Task instructions: Begin the reply with the line containing "Trace every instance of the black" and end it with the final line of the listing, reproducing every line between exactly and adding nothing.

Information:
····················

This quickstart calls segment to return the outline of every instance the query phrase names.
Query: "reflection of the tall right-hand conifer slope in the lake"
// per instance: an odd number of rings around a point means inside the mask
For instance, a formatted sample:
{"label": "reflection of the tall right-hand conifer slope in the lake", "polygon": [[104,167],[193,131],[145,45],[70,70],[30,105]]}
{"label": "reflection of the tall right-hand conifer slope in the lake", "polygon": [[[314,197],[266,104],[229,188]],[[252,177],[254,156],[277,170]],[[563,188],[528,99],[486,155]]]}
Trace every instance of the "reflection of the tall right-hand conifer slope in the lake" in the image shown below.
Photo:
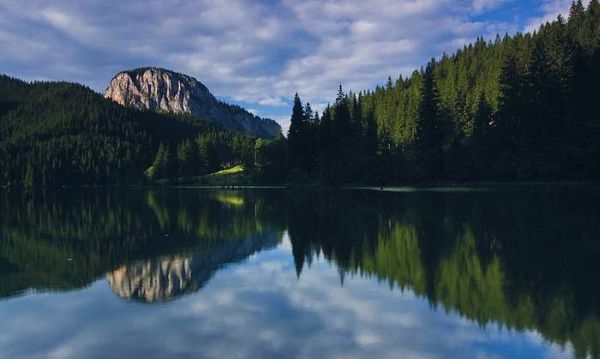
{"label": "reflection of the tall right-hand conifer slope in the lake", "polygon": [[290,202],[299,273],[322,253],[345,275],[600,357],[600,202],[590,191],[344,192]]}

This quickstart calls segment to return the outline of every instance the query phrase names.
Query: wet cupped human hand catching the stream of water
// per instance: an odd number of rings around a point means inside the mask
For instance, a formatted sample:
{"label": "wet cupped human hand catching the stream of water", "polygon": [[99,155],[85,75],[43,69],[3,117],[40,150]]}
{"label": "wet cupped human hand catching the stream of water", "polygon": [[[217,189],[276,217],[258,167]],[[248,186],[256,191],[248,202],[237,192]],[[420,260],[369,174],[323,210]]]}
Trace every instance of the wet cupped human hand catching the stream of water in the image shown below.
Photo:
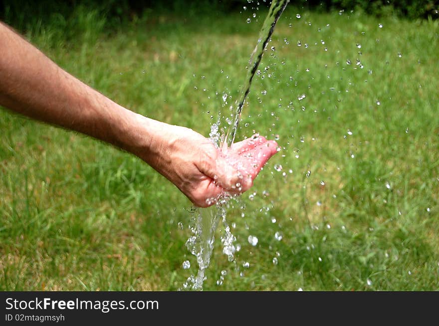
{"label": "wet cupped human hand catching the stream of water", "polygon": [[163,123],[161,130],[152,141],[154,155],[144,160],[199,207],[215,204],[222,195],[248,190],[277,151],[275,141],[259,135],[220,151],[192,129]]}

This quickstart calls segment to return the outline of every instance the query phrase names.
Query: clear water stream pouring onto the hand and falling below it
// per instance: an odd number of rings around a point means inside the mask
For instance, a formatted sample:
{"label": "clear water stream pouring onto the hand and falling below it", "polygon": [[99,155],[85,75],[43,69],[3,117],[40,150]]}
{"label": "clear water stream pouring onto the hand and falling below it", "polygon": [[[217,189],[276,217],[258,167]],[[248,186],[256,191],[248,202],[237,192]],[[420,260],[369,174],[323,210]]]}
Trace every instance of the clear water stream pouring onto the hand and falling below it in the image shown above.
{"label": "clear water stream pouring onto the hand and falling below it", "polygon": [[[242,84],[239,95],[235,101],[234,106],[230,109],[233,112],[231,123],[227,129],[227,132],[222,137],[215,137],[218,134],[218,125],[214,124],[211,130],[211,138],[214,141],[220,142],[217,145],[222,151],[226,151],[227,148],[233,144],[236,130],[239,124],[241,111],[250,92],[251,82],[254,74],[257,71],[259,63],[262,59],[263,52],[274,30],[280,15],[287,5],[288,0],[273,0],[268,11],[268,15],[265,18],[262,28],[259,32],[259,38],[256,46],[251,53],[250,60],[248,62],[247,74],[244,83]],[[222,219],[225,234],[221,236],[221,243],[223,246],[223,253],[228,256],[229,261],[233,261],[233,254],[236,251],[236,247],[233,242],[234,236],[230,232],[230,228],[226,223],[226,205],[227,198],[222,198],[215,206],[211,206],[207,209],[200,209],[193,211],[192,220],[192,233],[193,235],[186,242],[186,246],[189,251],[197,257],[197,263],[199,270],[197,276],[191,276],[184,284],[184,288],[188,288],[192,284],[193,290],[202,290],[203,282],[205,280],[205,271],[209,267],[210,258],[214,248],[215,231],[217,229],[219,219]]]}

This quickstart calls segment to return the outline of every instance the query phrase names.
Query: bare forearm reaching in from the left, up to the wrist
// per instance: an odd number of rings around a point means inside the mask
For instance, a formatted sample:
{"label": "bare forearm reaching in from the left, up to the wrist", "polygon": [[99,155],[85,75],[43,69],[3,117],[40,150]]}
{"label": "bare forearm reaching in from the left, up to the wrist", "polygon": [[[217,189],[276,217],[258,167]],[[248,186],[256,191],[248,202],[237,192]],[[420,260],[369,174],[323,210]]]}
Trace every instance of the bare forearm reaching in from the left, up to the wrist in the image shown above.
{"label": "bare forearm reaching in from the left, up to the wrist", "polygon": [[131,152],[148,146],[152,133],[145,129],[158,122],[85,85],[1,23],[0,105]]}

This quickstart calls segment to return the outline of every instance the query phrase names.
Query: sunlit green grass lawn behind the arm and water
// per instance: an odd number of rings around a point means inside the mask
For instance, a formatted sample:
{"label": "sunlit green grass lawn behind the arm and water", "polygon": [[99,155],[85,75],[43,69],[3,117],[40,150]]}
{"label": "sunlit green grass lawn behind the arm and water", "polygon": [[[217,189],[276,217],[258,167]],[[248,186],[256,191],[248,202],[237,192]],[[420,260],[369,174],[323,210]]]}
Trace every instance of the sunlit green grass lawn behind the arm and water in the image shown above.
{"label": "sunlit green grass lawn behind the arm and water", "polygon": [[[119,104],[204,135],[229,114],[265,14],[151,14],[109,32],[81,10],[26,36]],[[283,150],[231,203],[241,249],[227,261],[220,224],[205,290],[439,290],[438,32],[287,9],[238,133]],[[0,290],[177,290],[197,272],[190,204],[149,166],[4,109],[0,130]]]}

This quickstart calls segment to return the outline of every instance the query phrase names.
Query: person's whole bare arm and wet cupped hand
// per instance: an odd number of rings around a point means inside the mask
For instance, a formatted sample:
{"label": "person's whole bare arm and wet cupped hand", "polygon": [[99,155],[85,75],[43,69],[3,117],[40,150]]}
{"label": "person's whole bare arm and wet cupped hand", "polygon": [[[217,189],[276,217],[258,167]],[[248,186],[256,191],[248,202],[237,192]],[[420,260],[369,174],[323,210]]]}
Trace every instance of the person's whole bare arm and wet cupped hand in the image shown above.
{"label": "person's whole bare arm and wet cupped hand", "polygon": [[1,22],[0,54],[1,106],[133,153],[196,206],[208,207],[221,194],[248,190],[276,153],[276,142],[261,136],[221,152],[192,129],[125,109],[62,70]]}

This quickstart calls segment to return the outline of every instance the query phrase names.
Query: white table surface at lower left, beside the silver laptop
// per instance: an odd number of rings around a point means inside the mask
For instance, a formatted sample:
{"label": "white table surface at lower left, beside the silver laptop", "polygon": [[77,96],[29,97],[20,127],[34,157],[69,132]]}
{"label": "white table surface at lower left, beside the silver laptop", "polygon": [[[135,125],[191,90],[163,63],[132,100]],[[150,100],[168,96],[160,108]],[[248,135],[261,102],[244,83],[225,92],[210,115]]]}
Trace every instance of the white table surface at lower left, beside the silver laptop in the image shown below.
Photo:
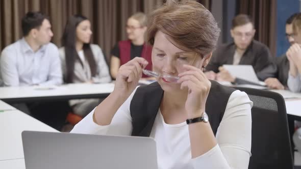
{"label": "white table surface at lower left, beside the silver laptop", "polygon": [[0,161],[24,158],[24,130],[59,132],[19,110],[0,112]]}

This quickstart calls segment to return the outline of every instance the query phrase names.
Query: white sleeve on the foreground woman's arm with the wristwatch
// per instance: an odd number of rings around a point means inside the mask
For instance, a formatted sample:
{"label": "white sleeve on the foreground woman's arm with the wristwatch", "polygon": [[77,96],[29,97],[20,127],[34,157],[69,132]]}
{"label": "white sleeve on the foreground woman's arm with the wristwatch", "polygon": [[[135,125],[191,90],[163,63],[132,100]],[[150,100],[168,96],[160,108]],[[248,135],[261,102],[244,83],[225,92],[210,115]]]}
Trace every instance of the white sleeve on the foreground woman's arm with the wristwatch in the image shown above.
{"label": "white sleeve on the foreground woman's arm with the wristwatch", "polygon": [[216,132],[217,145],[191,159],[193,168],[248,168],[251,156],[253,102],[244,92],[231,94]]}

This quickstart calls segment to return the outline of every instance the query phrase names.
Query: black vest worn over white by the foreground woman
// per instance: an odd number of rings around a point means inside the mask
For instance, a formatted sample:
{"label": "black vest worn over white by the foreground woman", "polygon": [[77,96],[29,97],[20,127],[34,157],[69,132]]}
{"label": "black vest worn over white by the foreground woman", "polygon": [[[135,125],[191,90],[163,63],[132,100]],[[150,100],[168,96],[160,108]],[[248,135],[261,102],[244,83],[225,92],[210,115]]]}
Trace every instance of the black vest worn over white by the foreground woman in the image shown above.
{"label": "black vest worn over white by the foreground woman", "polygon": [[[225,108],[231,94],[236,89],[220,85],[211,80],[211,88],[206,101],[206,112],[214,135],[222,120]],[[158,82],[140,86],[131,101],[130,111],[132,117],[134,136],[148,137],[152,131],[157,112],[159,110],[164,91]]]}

····················

Task answer:
Trace every instance of the black vest worn over white by the foreground woman in the image shown above.
{"label": "black vest worn over white by the foreground woman", "polygon": [[[225,108],[231,94],[236,89],[220,85],[211,80],[211,88],[206,101],[206,112],[214,135],[222,120]],[[158,82],[140,86],[131,101],[130,111],[132,117],[134,136],[148,137],[152,131],[157,112],[159,110],[164,91]]]}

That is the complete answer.